_Task requirements_
Your task is to print the material below exactly as presented.

□ □ □ □ □

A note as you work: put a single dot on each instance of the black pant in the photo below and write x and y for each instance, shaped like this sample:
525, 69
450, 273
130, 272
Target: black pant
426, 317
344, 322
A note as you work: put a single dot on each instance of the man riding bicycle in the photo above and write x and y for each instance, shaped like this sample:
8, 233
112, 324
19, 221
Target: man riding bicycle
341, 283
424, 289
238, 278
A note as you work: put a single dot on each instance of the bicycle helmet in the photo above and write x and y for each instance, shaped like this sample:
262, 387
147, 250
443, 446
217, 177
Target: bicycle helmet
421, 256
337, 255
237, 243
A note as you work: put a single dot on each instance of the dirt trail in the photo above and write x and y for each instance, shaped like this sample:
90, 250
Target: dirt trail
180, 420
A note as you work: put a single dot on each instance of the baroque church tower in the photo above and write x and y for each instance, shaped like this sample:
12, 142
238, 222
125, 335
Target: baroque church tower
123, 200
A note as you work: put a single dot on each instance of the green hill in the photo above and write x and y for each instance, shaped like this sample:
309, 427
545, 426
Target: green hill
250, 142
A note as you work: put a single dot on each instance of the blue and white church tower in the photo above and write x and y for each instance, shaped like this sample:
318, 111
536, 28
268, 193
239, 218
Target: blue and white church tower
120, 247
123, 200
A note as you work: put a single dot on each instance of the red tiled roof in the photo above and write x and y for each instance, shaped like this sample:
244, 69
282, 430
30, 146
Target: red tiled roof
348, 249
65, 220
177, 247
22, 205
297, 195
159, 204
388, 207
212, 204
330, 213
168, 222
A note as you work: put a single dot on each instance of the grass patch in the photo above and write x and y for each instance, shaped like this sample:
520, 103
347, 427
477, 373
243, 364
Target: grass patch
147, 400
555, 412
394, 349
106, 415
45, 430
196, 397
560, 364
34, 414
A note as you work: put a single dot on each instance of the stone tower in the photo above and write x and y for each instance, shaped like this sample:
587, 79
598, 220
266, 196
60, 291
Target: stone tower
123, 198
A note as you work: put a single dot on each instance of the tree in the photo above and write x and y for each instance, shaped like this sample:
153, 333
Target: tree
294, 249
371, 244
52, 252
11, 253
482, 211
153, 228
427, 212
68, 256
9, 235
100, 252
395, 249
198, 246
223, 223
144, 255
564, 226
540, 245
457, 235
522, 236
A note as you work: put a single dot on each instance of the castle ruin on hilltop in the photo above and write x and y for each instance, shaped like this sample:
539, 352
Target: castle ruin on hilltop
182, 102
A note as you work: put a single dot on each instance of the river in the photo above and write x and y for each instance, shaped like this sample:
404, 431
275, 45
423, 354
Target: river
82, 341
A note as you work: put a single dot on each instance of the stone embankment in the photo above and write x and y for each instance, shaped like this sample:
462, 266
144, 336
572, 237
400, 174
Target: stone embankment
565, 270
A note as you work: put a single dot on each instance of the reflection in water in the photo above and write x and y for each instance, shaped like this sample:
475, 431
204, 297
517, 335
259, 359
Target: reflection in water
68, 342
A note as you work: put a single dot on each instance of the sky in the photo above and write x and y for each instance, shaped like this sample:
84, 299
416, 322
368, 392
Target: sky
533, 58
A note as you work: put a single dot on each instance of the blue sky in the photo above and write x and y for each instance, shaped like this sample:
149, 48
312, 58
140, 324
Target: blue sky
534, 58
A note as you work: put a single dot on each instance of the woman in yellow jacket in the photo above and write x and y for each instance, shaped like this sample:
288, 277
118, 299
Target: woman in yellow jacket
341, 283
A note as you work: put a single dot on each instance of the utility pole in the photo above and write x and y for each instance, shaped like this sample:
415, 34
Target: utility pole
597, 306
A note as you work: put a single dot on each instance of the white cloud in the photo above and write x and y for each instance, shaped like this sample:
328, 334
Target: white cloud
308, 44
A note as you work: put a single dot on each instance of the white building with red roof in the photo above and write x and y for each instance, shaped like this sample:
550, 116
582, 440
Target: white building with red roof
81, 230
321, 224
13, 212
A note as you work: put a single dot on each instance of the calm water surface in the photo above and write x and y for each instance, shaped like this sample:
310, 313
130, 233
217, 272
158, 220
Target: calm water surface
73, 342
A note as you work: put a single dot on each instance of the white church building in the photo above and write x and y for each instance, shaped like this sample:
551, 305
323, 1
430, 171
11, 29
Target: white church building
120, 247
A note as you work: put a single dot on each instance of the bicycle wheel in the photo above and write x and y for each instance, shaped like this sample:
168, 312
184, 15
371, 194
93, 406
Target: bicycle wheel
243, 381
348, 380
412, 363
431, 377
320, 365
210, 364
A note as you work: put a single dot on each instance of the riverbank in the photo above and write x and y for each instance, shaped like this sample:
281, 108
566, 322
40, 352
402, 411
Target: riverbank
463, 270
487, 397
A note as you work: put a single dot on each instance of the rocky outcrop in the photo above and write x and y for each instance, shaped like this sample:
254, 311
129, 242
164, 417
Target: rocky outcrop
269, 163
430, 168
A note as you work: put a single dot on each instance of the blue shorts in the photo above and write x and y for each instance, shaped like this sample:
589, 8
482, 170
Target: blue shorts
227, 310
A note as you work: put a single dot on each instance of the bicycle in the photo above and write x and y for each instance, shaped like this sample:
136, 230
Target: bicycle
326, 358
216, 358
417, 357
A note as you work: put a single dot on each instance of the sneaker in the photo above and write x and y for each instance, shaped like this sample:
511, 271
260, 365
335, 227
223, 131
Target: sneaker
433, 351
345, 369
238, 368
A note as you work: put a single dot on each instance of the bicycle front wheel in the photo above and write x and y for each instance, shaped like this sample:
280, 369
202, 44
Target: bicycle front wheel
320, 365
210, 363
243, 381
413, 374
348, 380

□ □ □ □ □

_Exercise output_
A note as you work: put a single dot on each instance of the black pant in the photo below and write x and y for each instance, shaped like this sample:
525, 69
450, 273
130, 272
Target: black pant
426, 317
344, 322
A note as you work: put a single dot on each instance of the man riding bicycle in the photo above and write x and y for each instance, shaped like this sample:
8, 233
112, 324
19, 221
Target: man riding bicycle
341, 283
424, 289
238, 278
A note as you work: put a single dot on each instance of the bicycle helmet in the photo above and write x and y for each instance, shaped like this sample:
262, 387
147, 250
443, 446
217, 177
Target: bicycle helmet
421, 256
337, 255
237, 243
A note as you work: put a single dot on each instance of the dirt trail in the photo above and write x and y for each instance, shaped like this sample:
90, 250
Target: dirt trail
180, 420
A note as you work: put a single dot on each instance of the baroque church tower in the photo above and write x and y for each instance, shaped like this sample:
12, 142
238, 222
125, 335
Target: baroque church tower
123, 200
A note as you work: put a single dot on each instance of the green hill in the photo above and write x and y for each instance, shaped like this sample:
309, 427
545, 426
Target: green hill
250, 142
A note as you work: put a single dot on each instance of the blue and white church tower in the photo above and write x and y for each instance, shaped like this sample:
318, 111
536, 28
268, 193
239, 218
Target: blue and white church tower
120, 247
123, 200
A note as you work: put a single dot on each instance of the red tiled roof in the photo above and write x and y for each instance, shaped like this sample:
244, 69
282, 430
30, 146
Target: red tiled roof
348, 249
65, 220
177, 247
22, 205
297, 195
159, 204
388, 207
212, 204
330, 213
168, 222
A note as you work: put a single dot on each instance of the grass patch in the photo above and write x and y for each instance, shaped like this sample:
520, 103
347, 427
477, 373
243, 364
Target: grass patch
147, 400
555, 412
394, 349
106, 415
45, 430
196, 397
560, 364
34, 414
A note as you work: put a single dot on each instance of the stone tower in the photo above and write x and y for each instance, shaped like this sample:
587, 79
598, 220
266, 196
60, 291
Target: stone tower
123, 198
A note as you work: put a single dot on each instance of the tree in the photo above and write x and y for each instance, shaped like this sample:
153, 333
Target: tree
294, 249
371, 244
52, 252
11, 253
482, 211
153, 228
427, 212
68, 256
9, 235
100, 252
395, 249
198, 246
223, 223
144, 255
564, 226
540, 245
457, 235
522, 236
A note as you work: put a single dot on each instance of the castle ruin on hilltop in the photo above and write x and y for each instance, shaped like this sample:
539, 352
Target: castle ruin on hilltop
182, 102
A note as you work: put a single dot on each instance of the river in the photo above and write x and y for each instance, shaped like this sample:
404, 431
275, 45
423, 354
Target: river
82, 341
A note as you work: put a single dot on each instance of the stone embankment in the photo above and write x and y for each instance, shaped like this sample:
462, 266
144, 336
572, 237
400, 174
Target: stone embankment
565, 270
A note as you work: put a single dot on each instance of the reflection in water in the photo above and write x and y for each instance, shaped like this sample:
475, 431
204, 297
517, 335
259, 359
Target: reflection in water
68, 342
A note as you work: put a single dot on each instance of the sky in the photo above and write x and y for each instance, shaped like this sample:
84, 299
416, 322
368, 392
Target: sky
533, 58
A note as you work: put a single dot on each instance of the blue sky in the photo above and write x and y for each instance, shaped like this sample:
149, 48
312, 58
140, 324
Target: blue sky
534, 58
A note as you work: put a single dot on each instance of the woman in yellow jacket in the photo above and write x and y for each instance, shaped like this sample:
288, 277
118, 299
Target: woman in yellow jacket
341, 283
A note as you work: put a single dot on each instance of the utility pole in the photo above and write x and y for each instance, shaped like this sample:
415, 34
Target: utility pole
597, 306
A note as you work: put a single dot on each instance of the white cloud in the photo above and write x and y for each instance, shaped like this sample:
328, 334
Target: white cloud
308, 44
A note as you work: put a single dot on each instance of the white building with red roof in the photo above and write x and y for each instance, shaped like this sample:
550, 116
582, 440
Target: white building with red roof
81, 230
321, 224
13, 212
A note as you work: put a single dot on each instance of the calm water surface in the photo above and write x and y for each instance, shaped like this sample:
310, 313
130, 233
217, 272
158, 220
Target: calm water surface
73, 342
A note as you work: put a single dot on each instance of the white church building in the photo above and write x and y for each instance, shaped like this sample:
551, 305
323, 1
430, 171
11, 29
Target: white church building
120, 247
A note as you work: put a single dot on each instance of the bicycle wheel in the photo above and write x and y for each instance, shaped like this sample:
168, 312
184, 15
371, 194
93, 406
Target: bicycle wheel
243, 381
348, 380
412, 363
431, 377
320, 365
210, 364
A note as you work: put a single dot on each instance of the riverbank in the photo above and write x and y for each instance, shaped like this sample:
281, 108
566, 322
40, 352
402, 411
Target: riverbank
463, 270
487, 397
A note as you work: put a single dot on each instance of the rocky outcrop in the photo above and write x and y for each instance, shaped like this sample:
254, 311
129, 242
164, 417
Target: rocky outcrop
269, 163
430, 168
A note as you work: put a single dot on each instance of the blue shorts in the photo above and write x and y for each instance, shaped like this sample:
589, 8
482, 170
Target: blue shorts
227, 310
A note as you work: put a single dot on each instance of the bicycle in the photo above and write x and y for each instance, shaped like this sample:
136, 230
Target: bicycle
326, 358
216, 358
417, 357
A note as you work: put a single dot on each instance of the sneaker in the photo above and write x and y for each instance, shaped like this sample:
511, 271
260, 365
335, 227
223, 131
Target: sneaker
433, 351
345, 369
238, 368
A note as you work: put a single dot on each instance of the bicycle front wheel in the photo above and write x and y for each instance, shaped like this sample:
280, 369
202, 44
Target: bicycle front wheel
320, 365
210, 363
243, 381
413, 374
348, 380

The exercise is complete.